**Written request:** Pick out every line of the data below that contains the word "rear" and copy each one in full.

**Supplied entries:**
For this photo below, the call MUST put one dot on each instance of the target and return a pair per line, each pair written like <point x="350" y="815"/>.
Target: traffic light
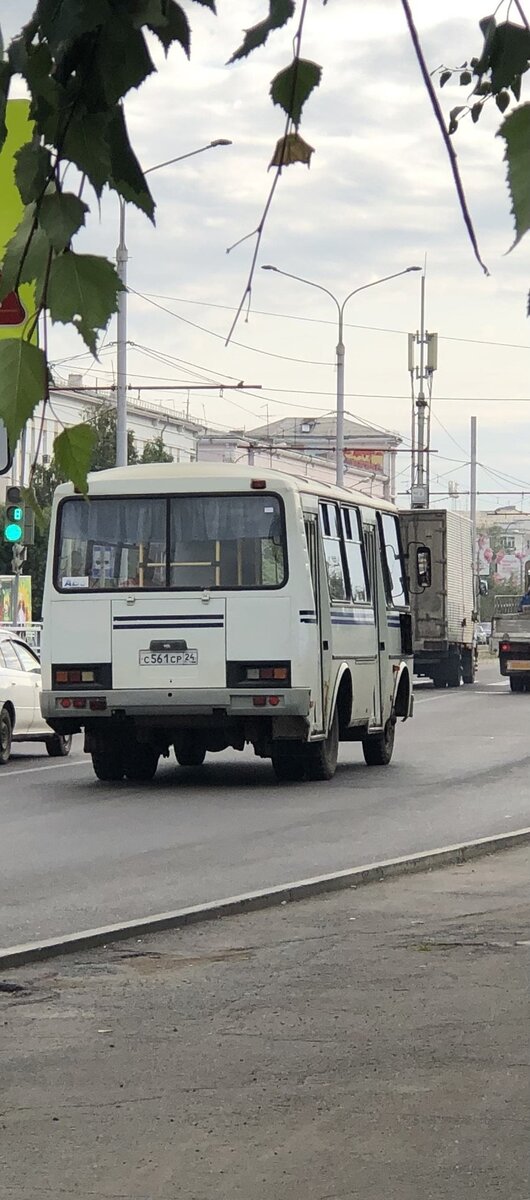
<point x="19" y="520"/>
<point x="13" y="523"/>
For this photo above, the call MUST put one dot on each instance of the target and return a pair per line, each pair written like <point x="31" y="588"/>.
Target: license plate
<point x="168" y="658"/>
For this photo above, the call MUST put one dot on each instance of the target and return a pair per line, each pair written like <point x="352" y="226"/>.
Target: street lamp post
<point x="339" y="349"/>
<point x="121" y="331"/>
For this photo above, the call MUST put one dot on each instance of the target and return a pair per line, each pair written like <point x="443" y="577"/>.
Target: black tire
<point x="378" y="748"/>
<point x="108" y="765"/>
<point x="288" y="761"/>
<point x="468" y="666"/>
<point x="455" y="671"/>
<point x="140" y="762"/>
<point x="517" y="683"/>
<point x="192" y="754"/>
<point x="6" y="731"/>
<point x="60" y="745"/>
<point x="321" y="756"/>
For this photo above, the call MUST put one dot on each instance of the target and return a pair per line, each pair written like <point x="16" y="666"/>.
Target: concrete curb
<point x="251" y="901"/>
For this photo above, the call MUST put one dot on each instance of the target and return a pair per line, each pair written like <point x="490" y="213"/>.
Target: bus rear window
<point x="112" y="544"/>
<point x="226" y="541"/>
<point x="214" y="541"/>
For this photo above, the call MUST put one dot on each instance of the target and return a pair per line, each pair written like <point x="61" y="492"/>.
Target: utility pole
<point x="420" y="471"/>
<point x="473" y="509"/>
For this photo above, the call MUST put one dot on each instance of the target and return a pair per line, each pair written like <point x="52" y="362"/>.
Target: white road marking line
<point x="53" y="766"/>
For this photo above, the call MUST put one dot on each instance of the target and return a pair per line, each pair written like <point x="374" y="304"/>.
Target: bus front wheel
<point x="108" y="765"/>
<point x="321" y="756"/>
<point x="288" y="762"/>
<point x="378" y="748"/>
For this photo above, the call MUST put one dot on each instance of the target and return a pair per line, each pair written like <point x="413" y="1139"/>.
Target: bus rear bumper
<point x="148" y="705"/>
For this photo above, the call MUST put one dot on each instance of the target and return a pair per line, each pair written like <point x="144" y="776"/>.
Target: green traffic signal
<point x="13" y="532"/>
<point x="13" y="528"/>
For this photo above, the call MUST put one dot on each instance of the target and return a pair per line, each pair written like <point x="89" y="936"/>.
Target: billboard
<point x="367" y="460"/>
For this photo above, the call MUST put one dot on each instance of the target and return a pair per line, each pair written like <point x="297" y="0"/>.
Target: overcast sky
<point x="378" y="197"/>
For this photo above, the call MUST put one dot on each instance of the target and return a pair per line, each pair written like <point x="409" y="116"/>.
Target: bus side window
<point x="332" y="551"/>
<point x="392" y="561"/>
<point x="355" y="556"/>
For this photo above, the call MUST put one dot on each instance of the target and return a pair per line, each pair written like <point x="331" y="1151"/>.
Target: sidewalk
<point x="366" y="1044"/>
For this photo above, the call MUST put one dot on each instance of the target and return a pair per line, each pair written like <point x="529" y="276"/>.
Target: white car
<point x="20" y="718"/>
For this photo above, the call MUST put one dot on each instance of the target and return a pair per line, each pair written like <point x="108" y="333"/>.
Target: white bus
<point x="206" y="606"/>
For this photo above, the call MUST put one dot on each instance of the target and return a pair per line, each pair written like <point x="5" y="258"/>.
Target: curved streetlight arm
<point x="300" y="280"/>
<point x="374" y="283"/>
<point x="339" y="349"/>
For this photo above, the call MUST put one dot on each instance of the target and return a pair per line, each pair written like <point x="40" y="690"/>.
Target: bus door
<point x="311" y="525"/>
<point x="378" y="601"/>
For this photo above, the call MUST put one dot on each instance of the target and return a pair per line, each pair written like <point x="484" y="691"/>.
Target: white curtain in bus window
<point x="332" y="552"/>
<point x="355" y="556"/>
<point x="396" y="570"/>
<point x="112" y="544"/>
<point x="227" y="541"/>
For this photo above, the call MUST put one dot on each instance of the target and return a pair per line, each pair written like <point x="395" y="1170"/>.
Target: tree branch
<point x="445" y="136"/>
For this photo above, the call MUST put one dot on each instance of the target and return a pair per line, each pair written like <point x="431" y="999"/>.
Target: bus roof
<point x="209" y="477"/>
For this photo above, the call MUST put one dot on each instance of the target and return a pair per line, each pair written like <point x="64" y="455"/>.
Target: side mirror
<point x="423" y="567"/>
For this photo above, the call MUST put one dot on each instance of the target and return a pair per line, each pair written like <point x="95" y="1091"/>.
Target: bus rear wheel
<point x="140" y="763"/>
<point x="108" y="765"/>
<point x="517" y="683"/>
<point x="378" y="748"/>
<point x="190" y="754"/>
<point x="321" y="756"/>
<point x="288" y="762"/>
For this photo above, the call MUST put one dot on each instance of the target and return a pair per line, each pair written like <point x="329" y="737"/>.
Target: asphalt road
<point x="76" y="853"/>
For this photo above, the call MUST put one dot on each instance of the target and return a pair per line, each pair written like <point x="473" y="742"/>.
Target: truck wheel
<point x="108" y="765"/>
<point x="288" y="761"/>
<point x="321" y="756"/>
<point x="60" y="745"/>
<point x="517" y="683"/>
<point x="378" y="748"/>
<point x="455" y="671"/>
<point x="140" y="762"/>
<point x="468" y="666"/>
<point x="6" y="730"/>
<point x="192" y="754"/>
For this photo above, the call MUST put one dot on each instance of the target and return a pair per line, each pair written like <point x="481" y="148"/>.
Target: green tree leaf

**Answer to the problem:**
Target: bus rear window
Target: bus rear bumper
Target: bus rear wheel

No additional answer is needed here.